[PASSAGE PROVIDED]
The company has also announced that it would be selling a sizeable stake in Flag undersea cable asset and its Direct to Home venture.
Just when everything seems to be going right for the company, Reliance Communication seems to have committed a mistake. The company announced that it is spinning its real-estate assets into a separate company. The company announced on Sunday that its board has cleared a proposal to create a company called Reliance Properties to unlock value. RCom seems to be again playing the market capitalisation game by creating different entities and looking at a sum-of-part valuation. However, in the long run it might not add too much value to the RCom shareholders.
Consider this-Reliance Communication currently operates from these real estate properties, at least in Mumbai and Delhi. By hiving off the property to a separate company,Reliance Communication will have to pay a rental to the property company. For those investors who do not want to be a part of Reliance Properties, this would be an additional expense.
[/PASSAGE PROVIDED]
[LISTED RECORDS]
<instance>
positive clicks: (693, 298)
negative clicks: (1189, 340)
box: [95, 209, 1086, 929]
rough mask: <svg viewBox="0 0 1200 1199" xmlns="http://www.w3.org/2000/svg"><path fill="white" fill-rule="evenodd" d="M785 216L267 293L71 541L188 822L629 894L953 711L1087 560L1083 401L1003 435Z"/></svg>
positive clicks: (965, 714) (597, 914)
[/LISTED RECORDS]
** AIM OF THE TASK **
Continue the passage about Reliance Communication spinning off its real-estate assets, starting after its last sentence. The material above comes from a different source than the text.

** OUTPUT FOR THIS EXERCISE **
Further, there is no clarity on how much debt will be transferred to Reliance Properties.Chances are that most of the debt will remain in the books of RCom while substantial amount of assets will go into the new company.
And what may hurt the investors more is the possibility of the latest move not resulting in any debt reduction for RCom.By creating a new company and transferring the real estate assets, RCom shareholders would only get shares of Reliance Properties.
Only if RCom dilutes its stake in Reliance Properties, will it be able to bring down its debt. It is unlikely that the promoters would be interested in reducing their stake in the real estate company. This deal is clearly meant to improve the stock price of RCom in the short term and post better valuations, but in the end it will fundamentally weaken the telecom company.